À l’occasion de la Journée mondiale contre les violences faites aux femmes du 25 novembre, nous avons demandé à Loïc Morel, chroniqueur judiciaire, de revenir sur ces années où il a assisté à des procès pour violences sexuelles et autres. Témoignage saisissant qui en dit long sur le chemin qu’il reste à parcourir pour endiguer durablement les féminicides et autres servitudes volontaires imposées aux femmes.
Depuis vingt ans, le regard de la société sur les violences conjugales a changé. Le crime passionnel a disparu de notre vocable et des prétoires. Sous l’impulsion de Marlène Schiappa, lors du premier mandat d’Emmanuel Macron, un arsenal législatif est venu renforcer la prise en charge des femmes victimes de violences conjugales, comme la condamnation plus ferme de leurs conjoints violents. Les services de la Police nationale comme ceux de la Gendarmerie ont été formés plus spécifiquement pour entendre et écouter la parole des femmes battues. Les procédures judiciaires ont été accélérées. La justice condamne plus sévèrement les conjoints violents. Mais cette rapidité judiciaire comporte des lacunes et se fait parfois au détriment des victimes comme le dénoncent un grand nombre de professionnels de la justice.

····················

_CONSIGNES DE TRAVAIL:_
**a)** Les affirmations suivantes concordent-elles avec le texte sur les violences conjugales ? (i) Le crime passionnel a disparu des prétoires. (ii) Les procédures judiciaires ont été ralenties. (iii) Loïc Morel est chroniqueur judiciaire. Répondez par oui ou par non à chacune, en citant les mots décisifs du texte.
**b)** Prolongez le texte sur les violences conjugales à partir de sa dernière phrase.

_EXTRAIT DES DONNÉES:_
····················

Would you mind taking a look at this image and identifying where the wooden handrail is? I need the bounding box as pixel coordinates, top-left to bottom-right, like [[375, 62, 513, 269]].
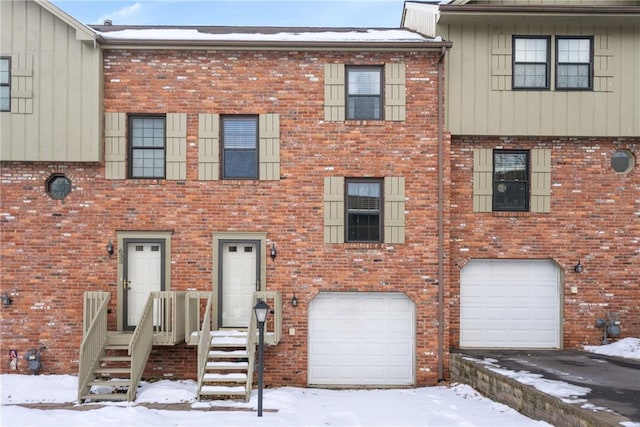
[[78, 291, 111, 402], [127, 293, 155, 401], [196, 292, 212, 400]]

····················

_RÉPONSES À L'EXERCICE:_
**a)**
(i) Oui : « Le crime passionnel a disparu de notre vocable et des prétoires. »
(ii) Non : « Les procédures judiciaires ont été accélérées. »
(iii) Oui : « Loïc Morel, chroniqueur judiciaire ».

**b)**
Les violences conjugales sont le pain quotidien des tribunaux judiciaires. Elles touchent toutes les femmes sans exception, quels que soient leur statut, leur origine ou leur rang social. Il n’existe pas de profil type de conjoints violents. Ils sont jeunes et s’embrouillent pour un contact masculin sur un réseau social. Ils sont insérés socialement, bon père de famille aux yeux de tous, mais dans l’anonymat de leur foyer, ils se transforment en tyran domestique. Certains, mangés par leur addiction, déploient leur énergie malfaisante pour humilier, rabaisser. D’autres frappent au moindre prétexte. Ils contrôlent leur femme, comme la jauge de leur voiture. Elle est à eux. C’est leur chose, comme un produit domestique à leur service.
Ce climat insidieux ne s’installe pas en un jour. Il est lent, progressif. Il se heurte aux excuses factices de l’amour au sein d’un couple, comme si cela n’était pas bien grave, « Il n’a pas fait exprès. Il va changer », sont des phrases qui sortent souvent de la bouche des victimes lorsqu’elles témoignent à la barre des tribunaux correctionnels. C’est tout le paradoxe des victimes des violences conjugales. Elles se sentent souvent plus coupables que leurs conjoints violents. Elles défendent parfois coûte que coûte leur famille, l’avenir de leurs enfants, en raison de leur dépendance financière, ou des palpitations de leur cœur qui les ont conduites à supporter si longtemps l’inacceptable. Après 48 h de garde à vue et un procès en comparution immédiate, elles se retrouvent au bord du précipice, face à un choix de vie de radical, qu’elles ne peuvent pas toujours aussi vite appréhender. On ne sort pas d’un coup de baguette magique des violences conjugales, qu’elles soient d’ordre moral ou sexuel. Le processus est lent. Il faut du temps pour sortir de cette emprise où la raison bataille avec l’aveuglement des résidus d’amour.
En 2024, les services de sécurité ont enregistré 272 400 plaintes de victimes de violences commises par leur partenaire ou ex- partenaire. 64% de ces violences conjugales sont des violences physiques, 31% sont des violences verbales ou psychologiques et 5% sont des violences sexuelles. 84% des victimes sont des femmes et 73% ont entre 20 et 45 ans. 85% des mis en cause sont des hommes. En 2022, 9 personnes majeures sur 1000 déclaraient avoir été victimes de violences conjugales. Surtout et le chiffre reste stable aujourd’hui, seule une victime sur 6 porte plainte auprès des services de sécurité.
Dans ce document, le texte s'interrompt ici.